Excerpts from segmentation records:
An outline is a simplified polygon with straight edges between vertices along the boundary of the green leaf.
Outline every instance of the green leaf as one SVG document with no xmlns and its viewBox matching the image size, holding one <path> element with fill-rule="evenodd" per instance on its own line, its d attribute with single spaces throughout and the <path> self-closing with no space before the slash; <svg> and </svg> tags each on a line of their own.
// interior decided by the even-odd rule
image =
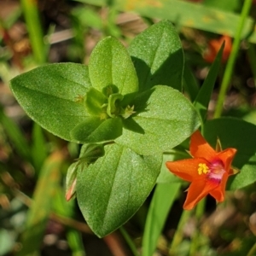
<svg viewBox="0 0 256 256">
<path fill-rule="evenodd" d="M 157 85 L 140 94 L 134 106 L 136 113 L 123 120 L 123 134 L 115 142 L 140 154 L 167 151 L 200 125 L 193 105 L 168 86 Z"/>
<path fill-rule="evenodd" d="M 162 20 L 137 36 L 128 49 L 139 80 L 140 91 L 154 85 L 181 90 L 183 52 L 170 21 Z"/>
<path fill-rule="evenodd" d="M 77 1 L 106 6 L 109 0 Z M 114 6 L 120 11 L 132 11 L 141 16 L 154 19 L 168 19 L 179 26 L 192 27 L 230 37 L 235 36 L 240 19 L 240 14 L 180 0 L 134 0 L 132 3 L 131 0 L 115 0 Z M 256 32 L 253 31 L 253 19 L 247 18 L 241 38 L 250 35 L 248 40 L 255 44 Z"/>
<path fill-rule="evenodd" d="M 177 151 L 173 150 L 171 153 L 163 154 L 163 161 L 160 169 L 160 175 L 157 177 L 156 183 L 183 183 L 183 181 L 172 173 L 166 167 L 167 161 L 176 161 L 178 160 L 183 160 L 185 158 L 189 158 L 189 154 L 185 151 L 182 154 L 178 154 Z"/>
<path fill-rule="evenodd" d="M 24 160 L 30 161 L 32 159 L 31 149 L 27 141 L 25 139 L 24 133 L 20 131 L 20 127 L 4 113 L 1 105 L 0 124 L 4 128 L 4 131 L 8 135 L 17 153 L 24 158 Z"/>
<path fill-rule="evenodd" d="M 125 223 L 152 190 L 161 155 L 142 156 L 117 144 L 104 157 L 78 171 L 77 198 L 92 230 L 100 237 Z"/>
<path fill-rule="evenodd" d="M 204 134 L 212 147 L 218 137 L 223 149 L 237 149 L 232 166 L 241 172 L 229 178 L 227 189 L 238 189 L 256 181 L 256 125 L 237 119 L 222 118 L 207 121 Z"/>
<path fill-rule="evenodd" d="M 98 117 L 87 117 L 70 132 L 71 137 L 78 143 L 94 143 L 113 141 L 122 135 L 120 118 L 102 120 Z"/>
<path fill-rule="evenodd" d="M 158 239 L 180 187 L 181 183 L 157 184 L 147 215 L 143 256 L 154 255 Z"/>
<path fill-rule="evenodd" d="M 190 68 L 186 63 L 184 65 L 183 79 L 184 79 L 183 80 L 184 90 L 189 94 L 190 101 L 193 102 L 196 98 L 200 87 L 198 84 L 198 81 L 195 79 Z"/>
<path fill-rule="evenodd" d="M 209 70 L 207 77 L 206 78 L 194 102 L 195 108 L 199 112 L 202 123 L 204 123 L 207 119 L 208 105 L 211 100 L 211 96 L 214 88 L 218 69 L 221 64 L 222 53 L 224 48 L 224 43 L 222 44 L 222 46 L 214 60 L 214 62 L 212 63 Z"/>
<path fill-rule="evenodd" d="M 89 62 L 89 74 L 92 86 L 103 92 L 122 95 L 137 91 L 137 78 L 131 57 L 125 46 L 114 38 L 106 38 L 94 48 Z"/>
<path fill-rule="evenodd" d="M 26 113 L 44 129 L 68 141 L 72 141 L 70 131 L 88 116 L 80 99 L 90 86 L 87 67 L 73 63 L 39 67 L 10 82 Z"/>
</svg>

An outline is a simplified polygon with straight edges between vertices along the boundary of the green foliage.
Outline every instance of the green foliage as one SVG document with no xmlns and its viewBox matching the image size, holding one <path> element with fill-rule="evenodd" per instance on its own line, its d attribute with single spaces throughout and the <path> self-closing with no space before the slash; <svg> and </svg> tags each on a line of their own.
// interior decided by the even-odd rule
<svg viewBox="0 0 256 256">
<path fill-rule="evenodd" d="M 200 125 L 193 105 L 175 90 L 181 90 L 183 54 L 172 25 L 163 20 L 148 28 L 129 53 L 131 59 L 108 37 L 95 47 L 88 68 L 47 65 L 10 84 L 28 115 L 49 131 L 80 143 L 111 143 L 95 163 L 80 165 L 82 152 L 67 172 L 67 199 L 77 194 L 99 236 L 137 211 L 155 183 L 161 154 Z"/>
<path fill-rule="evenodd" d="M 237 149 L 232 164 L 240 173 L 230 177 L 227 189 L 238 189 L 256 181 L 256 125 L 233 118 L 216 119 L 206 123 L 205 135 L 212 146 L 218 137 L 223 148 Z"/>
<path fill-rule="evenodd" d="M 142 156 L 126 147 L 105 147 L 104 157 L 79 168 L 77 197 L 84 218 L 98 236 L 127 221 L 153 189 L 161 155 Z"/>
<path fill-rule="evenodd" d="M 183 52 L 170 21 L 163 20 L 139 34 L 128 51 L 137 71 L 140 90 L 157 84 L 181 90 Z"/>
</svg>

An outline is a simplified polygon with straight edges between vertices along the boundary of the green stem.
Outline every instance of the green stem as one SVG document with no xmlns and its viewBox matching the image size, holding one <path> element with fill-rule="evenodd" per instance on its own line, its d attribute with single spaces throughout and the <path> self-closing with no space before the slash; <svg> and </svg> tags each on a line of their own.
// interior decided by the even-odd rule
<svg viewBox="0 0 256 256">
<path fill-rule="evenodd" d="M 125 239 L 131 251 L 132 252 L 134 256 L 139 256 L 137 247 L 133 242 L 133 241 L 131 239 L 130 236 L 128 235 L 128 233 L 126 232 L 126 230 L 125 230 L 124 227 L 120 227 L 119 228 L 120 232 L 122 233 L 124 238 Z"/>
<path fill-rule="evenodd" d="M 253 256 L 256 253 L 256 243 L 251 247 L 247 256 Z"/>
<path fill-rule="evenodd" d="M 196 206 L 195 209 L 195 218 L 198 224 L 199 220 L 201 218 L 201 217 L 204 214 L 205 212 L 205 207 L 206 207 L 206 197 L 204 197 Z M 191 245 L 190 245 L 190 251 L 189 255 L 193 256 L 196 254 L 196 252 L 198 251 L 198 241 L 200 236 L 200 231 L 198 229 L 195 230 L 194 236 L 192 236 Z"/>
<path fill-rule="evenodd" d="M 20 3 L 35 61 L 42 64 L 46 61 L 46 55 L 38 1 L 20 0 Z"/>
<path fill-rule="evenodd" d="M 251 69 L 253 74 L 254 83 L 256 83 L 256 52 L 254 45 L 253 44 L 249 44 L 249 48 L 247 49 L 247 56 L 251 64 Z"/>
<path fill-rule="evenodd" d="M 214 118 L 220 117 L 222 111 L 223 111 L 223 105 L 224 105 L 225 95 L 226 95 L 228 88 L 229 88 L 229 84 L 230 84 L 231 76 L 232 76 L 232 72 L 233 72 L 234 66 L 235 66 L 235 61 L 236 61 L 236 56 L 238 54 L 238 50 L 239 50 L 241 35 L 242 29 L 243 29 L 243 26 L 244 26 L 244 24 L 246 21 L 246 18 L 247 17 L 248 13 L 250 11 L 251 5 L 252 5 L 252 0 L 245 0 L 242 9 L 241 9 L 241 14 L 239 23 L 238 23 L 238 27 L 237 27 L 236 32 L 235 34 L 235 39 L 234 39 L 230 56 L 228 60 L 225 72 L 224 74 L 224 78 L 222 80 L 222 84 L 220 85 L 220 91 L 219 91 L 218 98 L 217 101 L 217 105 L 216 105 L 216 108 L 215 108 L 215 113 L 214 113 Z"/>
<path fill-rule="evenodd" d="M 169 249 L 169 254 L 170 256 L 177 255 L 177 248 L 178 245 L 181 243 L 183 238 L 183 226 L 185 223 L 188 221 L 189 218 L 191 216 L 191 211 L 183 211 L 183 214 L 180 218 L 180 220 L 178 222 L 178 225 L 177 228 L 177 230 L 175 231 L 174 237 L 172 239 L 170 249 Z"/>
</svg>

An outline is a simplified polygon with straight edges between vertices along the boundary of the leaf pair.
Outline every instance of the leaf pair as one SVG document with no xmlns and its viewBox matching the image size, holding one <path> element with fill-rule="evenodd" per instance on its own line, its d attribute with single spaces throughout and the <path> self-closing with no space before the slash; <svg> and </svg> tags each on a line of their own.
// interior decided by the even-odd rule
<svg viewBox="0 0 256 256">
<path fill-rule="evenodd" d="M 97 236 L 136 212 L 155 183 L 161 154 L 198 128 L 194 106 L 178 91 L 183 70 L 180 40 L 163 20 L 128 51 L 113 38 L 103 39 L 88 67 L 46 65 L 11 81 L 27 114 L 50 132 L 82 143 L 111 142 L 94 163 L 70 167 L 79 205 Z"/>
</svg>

--

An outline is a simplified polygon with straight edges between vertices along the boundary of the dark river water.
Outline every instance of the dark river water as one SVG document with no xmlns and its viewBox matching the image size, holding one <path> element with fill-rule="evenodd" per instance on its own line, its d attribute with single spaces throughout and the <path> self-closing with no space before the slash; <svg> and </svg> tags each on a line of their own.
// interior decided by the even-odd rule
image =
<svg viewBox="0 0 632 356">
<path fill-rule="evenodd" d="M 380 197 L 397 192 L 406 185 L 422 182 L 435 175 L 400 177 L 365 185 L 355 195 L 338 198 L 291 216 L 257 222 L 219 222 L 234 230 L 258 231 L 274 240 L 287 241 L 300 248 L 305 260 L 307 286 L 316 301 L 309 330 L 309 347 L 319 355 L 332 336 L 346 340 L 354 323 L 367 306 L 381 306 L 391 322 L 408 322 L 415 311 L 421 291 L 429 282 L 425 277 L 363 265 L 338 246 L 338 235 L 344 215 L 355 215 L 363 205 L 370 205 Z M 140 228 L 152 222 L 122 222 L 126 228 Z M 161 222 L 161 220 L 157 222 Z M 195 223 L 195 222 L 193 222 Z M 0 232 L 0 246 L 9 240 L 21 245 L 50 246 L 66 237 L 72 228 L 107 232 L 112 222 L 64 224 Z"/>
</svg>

- [WHAT YOU WILL DO] Can you write out everything from the line containing "the green stem." down to the line containing "253 256 L 256", switching "stem" to "stalk" and changing nothing else?

- [EXERCISE RESPONSE]
An outline is a simplified polygon with straight edges between vertices along the boundary of the green stalk.
Outline every instance of the green stalk as one SVG document with no xmlns and its viewBox matching the image size, holding one <path> element with fill-rule="evenodd" per instance on its own line, its d attribute with single spaces throughout and the <path> self-closing with no space before the slash; <svg> and </svg> tags each on a line of their own.
// interior decided by the even-odd rule
<svg viewBox="0 0 256 256">
<path fill-rule="evenodd" d="M 125 239 L 131 251 L 132 252 L 134 256 L 139 256 L 137 247 L 133 242 L 133 241 L 131 239 L 130 236 L 128 235 L 128 233 L 126 232 L 126 230 L 125 230 L 124 227 L 120 227 L 119 228 L 120 232 L 122 233 L 124 238 Z"/>
<path fill-rule="evenodd" d="M 253 256 L 256 253 L 256 243 L 251 247 L 247 256 Z"/>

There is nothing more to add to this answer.